MATERIAL FOR THE TASK Start Marker

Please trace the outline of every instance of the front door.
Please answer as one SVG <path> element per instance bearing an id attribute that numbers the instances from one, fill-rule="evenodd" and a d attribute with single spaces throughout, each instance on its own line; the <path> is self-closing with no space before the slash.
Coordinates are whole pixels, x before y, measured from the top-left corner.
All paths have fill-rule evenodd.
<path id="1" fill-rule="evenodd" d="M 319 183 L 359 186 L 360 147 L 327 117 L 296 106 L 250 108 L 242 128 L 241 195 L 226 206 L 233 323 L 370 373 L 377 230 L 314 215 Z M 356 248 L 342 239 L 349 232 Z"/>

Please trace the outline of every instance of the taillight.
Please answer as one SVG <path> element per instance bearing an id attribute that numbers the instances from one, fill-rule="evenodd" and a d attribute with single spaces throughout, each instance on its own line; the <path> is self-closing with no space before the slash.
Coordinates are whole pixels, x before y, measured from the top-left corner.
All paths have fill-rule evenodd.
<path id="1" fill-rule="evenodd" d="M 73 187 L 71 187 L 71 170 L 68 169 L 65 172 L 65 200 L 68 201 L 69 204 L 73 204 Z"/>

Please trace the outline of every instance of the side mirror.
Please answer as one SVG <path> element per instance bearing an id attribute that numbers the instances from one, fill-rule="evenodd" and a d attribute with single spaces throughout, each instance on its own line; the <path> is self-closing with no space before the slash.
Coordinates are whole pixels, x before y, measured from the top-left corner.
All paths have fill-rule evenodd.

MATERIAL FOR THE TASK End Marker

=== PROMPT ===
Nothing may be dropped or altered; repeat every record in full.

=== COMPLETED TASK ===
Please trace the outline of every instance of the front door.
Please answer as one SVG <path> element per instance bearing an id attribute that numbers the instances from one, fill-rule="evenodd" and a d attribute with single spaces throughout, each instance on its own line; the <path> is self-closing with no space before the slash.
Coordinates are whole pixels, x before y, measured from the top-left corner.
All paths have fill-rule evenodd.
<path id="1" fill-rule="evenodd" d="M 319 183 L 359 186 L 360 147 L 327 117 L 296 106 L 250 108 L 242 128 L 241 195 L 226 206 L 233 323 L 370 373 L 377 230 L 314 215 Z M 356 248 L 342 239 L 349 232 Z"/>

Please trace the outline of every instance of the taillight.
Please answer as one SVG <path> element per instance bearing an id attribute that numbers the instances from one, fill-rule="evenodd" and a d attribute with single spaces throughout, each instance on its own line; the <path> is self-closing with no space before the slash.
Coordinates are whole pixels, x before y, measured from the top-left corner.
All paths have fill-rule evenodd.
<path id="1" fill-rule="evenodd" d="M 73 187 L 71 187 L 71 170 L 68 169 L 65 172 L 65 200 L 68 201 L 69 204 L 73 204 Z"/>

Please trace the outline of every instance of the side mirror.
Please answer as one SVG <path> element per instance bearing an id attribute that numbers the instances from one, fill-rule="evenodd" and a d attribute with single spaces throughout, each instance on its own line; the <path> is self-closing with no space before the slash.
Coordinates are whole pixels, x before y, measured from the top-left corner.
All paths have fill-rule evenodd.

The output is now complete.